## [ACTIVITY]
Return every line of the listing, exactly as it reads.

↓↓↓

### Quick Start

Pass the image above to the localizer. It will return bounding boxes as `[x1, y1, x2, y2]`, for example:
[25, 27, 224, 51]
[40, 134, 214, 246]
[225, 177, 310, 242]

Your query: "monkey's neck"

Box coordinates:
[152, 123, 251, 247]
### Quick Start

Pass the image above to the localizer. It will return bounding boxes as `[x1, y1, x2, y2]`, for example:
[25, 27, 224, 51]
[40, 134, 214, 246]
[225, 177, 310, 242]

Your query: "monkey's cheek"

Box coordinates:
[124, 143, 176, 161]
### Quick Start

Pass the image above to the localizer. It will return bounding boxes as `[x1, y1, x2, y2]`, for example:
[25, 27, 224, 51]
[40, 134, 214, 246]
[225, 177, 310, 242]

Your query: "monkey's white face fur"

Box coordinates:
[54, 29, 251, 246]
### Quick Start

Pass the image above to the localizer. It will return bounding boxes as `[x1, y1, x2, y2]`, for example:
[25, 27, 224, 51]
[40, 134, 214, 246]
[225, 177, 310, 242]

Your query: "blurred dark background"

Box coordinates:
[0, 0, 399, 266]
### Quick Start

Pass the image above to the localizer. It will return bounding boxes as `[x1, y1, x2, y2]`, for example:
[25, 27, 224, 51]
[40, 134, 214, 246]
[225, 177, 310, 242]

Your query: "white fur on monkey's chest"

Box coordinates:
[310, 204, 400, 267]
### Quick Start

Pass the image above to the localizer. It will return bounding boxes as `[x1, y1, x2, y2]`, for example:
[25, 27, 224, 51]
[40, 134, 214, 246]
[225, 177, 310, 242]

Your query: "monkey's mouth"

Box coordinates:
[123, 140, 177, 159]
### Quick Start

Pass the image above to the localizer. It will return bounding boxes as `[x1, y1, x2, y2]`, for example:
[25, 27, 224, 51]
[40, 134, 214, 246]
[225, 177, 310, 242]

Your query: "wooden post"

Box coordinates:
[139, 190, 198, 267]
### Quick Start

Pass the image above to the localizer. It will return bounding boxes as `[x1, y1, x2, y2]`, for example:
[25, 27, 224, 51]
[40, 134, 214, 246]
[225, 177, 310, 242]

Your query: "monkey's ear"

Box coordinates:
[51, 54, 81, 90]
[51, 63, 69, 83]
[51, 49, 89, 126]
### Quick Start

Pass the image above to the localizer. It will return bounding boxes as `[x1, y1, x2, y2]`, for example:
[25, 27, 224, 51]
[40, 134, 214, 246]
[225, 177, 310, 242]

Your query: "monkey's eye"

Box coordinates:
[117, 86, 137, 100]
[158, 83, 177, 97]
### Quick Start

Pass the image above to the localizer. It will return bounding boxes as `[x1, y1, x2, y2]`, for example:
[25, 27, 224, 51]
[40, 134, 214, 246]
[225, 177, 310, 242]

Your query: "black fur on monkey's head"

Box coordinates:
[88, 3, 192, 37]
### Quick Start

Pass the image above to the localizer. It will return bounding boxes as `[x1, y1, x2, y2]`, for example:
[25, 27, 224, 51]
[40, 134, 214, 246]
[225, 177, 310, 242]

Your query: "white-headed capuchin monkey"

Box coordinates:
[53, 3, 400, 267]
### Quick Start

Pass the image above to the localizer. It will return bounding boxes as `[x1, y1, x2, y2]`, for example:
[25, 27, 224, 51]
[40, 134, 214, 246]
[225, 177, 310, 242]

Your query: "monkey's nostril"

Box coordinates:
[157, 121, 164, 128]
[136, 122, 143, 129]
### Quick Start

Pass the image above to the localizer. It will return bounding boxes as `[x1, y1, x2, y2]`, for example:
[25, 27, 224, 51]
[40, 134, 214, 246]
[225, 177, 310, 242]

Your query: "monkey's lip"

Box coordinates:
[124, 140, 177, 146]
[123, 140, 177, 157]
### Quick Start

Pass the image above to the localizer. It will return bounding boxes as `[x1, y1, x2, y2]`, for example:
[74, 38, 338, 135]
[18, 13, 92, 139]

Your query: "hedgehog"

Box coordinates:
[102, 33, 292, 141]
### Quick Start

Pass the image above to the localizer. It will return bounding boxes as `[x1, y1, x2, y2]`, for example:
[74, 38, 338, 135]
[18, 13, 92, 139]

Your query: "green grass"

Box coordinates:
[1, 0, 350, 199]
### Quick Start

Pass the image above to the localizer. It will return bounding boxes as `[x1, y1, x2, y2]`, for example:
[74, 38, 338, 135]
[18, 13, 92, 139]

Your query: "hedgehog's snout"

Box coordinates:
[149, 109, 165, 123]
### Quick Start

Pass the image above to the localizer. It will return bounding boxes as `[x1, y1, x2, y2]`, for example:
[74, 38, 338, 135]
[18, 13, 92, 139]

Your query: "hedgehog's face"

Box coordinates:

↑↑↑

## [TASK ANSWER]
### Quick Start

Pass the image above to the localizer. It will return bounding boxes as `[x1, y1, x2, y2]`, for example:
[25, 27, 224, 51]
[40, 134, 214, 246]
[225, 177, 310, 242]

Your query: "monkey's neck"

Box coordinates:
[152, 123, 251, 247]
### Quick Start

Pass the image above to the localizer. It will return bounding boxes as `[x1, y1, x2, y2]`, for example:
[25, 27, 224, 51]
[40, 134, 214, 246]
[225, 177, 310, 242]

Your query: "monkey's cheek"

Box coordinates:
[124, 143, 176, 161]
### Quick Start

Pass the image above to the localizer. It will return bounding boxes as `[x1, y1, x2, y2]`, for example:
[25, 27, 224, 51]
[40, 134, 214, 246]
[225, 177, 310, 242]

Your query: "monkey's white face fur"

Box coordinates:
[54, 29, 251, 246]
### Quick Start

Pass the image above to the localizer. It will return bounding boxes as `[x1, y1, x2, y2]`, for example:
[25, 27, 224, 51]
[40, 134, 214, 246]
[225, 177, 310, 242]

Your query: "blurred dark background"

Box coordinates:
[0, 0, 399, 266]
### Quick Start

Pass the image above to the localizer. It will return bounding boxes as `[x1, y1, x2, y2]`, for example:
[25, 27, 224, 51]
[40, 134, 214, 246]
[225, 177, 310, 242]

Your query: "white fur on monkey's chest"

Box coordinates:
[310, 204, 400, 267]
### Quick Start

Pass the image above to the localizer. It will return bounding boxes as `[x1, y1, x2, y2]`, for example:
[25, 27, 224, 51]
[40, 134, 214, 246]
[225, 177, 310, 242]

Your query: "monkey's mouth"

Box coordinates:
[123, 140, 177, 159]
### Quick Start

Pass the image above to the localizer. It will return bounding boxes as `[x1, y1, x2, y2]`, for example:
[25, 27, 224, 51]
[40, 134, 214, 246]
[225, 177, 310, 242]

Your query: "wooden post"

Box coordinates:
[139, 190, 198, 267]
### Quick Start

Pass the image above to the localizer. It will return bounding boxes as `[x1, y1, x2, y2]`, for example:
[25, 27, 224, 51]
[40, 134, 214, 246]
[225, 177, 310, 242]

Your query: "monkey's ear"

Box coordinates:
[51, 54, 81, 90]
[51, 63, 69, 83]
[51, 49, 89, 126]
### Quick Start

Pass the image above to the localizer. It will return bounding boxes as `[x1, y1, x2, y2]`, for example:
[25, 27, 224, 51]
[40, 134, 214, 246]
[225, 177, 310, 242]

Your query: "monkey's eye"

Box coordinates:
[117, 86, 137, 100]
[158, 83, 177, 97]
### Quick Start

Pass the image above to the localizer. It will return bounding boxes as `[x1, y1, x2, y2]`, for example:
[25, 27, 224, 51]
[40, 134, 214, 246]
[225, 177, 310, 242]

Your query: "black fur on monkey's head"

Box coordinates:
[88, 3, 192, 37]
### Quick Start

Pass the image above to the localizer. It will return bounding boxes as `[x1, y1, x2, y2]`, for example:
[25, 27, 224, 51]
[40, 134, 214, 246]
[225, 177, 310, 242]

Your query: "white-headed capuchin monkey"

Box coordinates:
[53, 3, 400, 267]
### Quick Start

Pass the image above to the localizer. It will return bounding boxes as `[x1, y1, x2, y2]`, for example:
[25, 27, 224, 51]
[40, 134, 214, 246]
[225, 177, 310, 242]

Your query: "monkey's nostril"

Box coordinates:
[157, 121, 164, 128]
[136, 122, 143, 129]
### Quick Start

Pass the image above to the localizer. It will return bounding boxes as `[x1, y1, x2, y2]`, for example:
[25, 27, 224, 51]
[40, 134, 214, 246]
[225, 177, 310, 242]

Your query: "monkey's lip"

Box coordinates:
[124, 140, 177, 146]
[123, 140, 177, 157]
### Quick Start

Pass the image above to the localizer. It will return bounding boxes as `[x1, y1, x2, y2]`, for example:
[74, 38, 338, 135]
[18, 13, 92, 139]

Your query: "hedgehog"

Box coordinates:
[102, 33, 292, 141]
### Quick Start

Pass the image above to the localizer. It will return bounding boxes as `[x1, y1, x2, y2]`, for example:
[74, 38, 338, 135]
[18, 13, 92, 139]

Your query: "green grass"

Box coordinates:
[1, 0, 350, 199]
### Quick Start

Pass the image above to the localizer. It will return bounding boxes as `[x1, y1, x2, y2]`, for example:
[74, 38, 338, 135]
[18, 13, 92, 139]

Your query: "hedgehog's snout"

Box coordinates:
[149, 109, 165, 123]
### Quick Start

Pass the image above to the localizer. It will return bounding boxes as `[x1, y1, x2, y2]`, for example:
[74, 38, 338, 135]
[18, 13, 92, 139]

Your query: "hedgehog's face"

Box coordinates:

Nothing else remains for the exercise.